Отчетный доклад Петроградского обкома РКП(б) признавал, что многие выходцы из рабочей среды примкнули к оппозиции, но это произошло в результате потери ими революционного чутья в университетах, где они попали под влияние «мелкобуржуазного упадочничества»[749]. «Я думаю, что оппозиция, сама, быть может, того не сознавая, помимо своей воли, является невольным проводником настроений непролетарского элемента нашей партии», – заявил Сталин[750]. Зиновьев присоединился: перед нами новая тенденция, «мелкая буржуазия давит на партию через вузы». Видавший виды большевик-рабочий сострил в присутствии Зиновьева, что когда-то говорили, «ребята бузят», а теперь говорим «ребята вузят»[751]. Губком увещевал комсомольский актив Ленинграда:
Мы ясно видим опасность отрыва некоторой части пролетарского молодняка от пролетарской основы нашей партии. Молодежь, попавшая в вуз… иногда склонна преуменьшать наши хозяйственные успехи и поддаваться первому поверхностному впечатлению. <…> Само собой разумеется, что мы далеки от попытки как-либо противопоставлять фабрично-заводскую молодежь учащейся коммунистической молодежи, вышедшей в большей своей части из рядов рабочих и крестьян. Однако со всей откровенностью мы обращаем ее внимание на то, что она занимает более трудную позицию, на которой угроза отрыва от своего класса более реальна и велика. Мы констатируем, что учащаяся коммунистическая молодежь в развернутой партийной дискуссии не везде оказалась на высоте своего положения[752].
━━━━━━━━━━
→ ЗАДАНИЯ:
A. Проверьте, совпадают ли с текстом об оппозиции в вузах эти утверждения, и к каждому «да» или «нет» приведите точную цитату, которая это решает.
(i) Сталин назвал оппозицию сознательным проводником настроений непролетарского элемента партии.
(ii) Губком противопоставлял фабрично-заводскую молодежь учащейся коммунистической молодежи.
(iii) Зиновьев считал, что мелкая буржуазия давит на партию через вузы.
B. Ответьте по тексту об оппозиции в вузах:
(i) Чей отчетный доклад признавал, что многие выходцы из рабочей среды примкнули к оппозиции?
(ii) Кто сострил, что теперь говорят «ребята вузят»?
(iii) Кого увещевал губком?
C. Продолжите текст об оппозиции в вузах, начав сразу после его последнего предложения.
Материал здесь ни при чем.

→ ИСХОДНЫЙ МАТЕРИАЛ:
━━━━━━━━━━
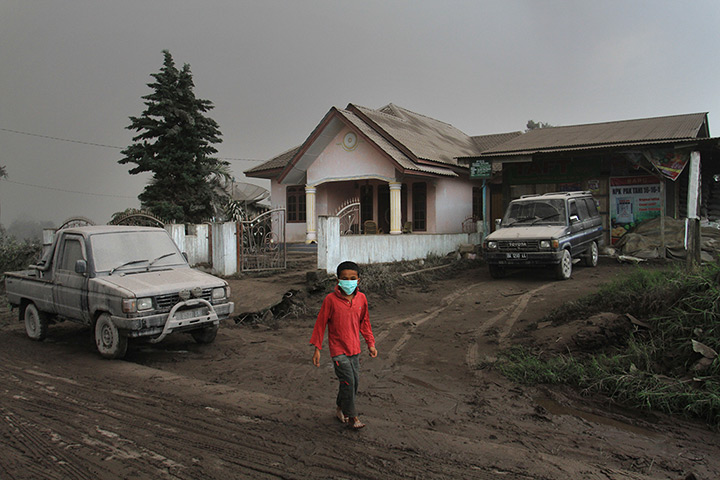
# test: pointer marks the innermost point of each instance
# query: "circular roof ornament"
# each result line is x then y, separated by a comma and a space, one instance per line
━━━━━━━━━━
→ ОТВЕТЫ:
A.
(i) Нет: «сама, быть может, того не сознавая, помимо своей воли, является невольным проводником настроений непролетарского элемента нашей партии».
(ii) Нет: «мы далеки от попытки как-либо противопоставлять фабрично-заводскую молодежь учащейся коммунистической молодежи».
(iii) Да: «мелкая буржуазия давит на партию через вузы».

B.
(i) Петроградского обкома РКП(б).
(ii) Видавший виды большевик-рабочий.
(iii) Комсомольский актив Ленинграда.

C.
Самым надежным способом оздоровления считалась партийная чистка. ЦК прибегнул к такой процедуре впервые в 1921 году[753]. Ленин сказал тогда, что партии необходимо «улучшение в смысле борьбы против разлагающих и пролетариат и партию влияний мелкобуржуазной и мелкобуржуазно-анархической стихии»[754]. Идея чисток была заимствована большевиками у якобинцев, которые практиковали нечто подобное в год своего пребывания у власти (1793–1794). Опасаясь, что к правящему клубу примазались карьеристы, не исполненные соответствующими «республиканскими добродетелями», и что какое-то количество старых членов клуба эти добродетели утеряло, якобинцы ввели нечто вроде клубного суда, на котором каждый должен был отчитаться в своей деятельности до и во время революции; любой желающий мог задавать вопросы и сообщать компрометирующие факты; сочтенный недостойным исключался из клуба[755].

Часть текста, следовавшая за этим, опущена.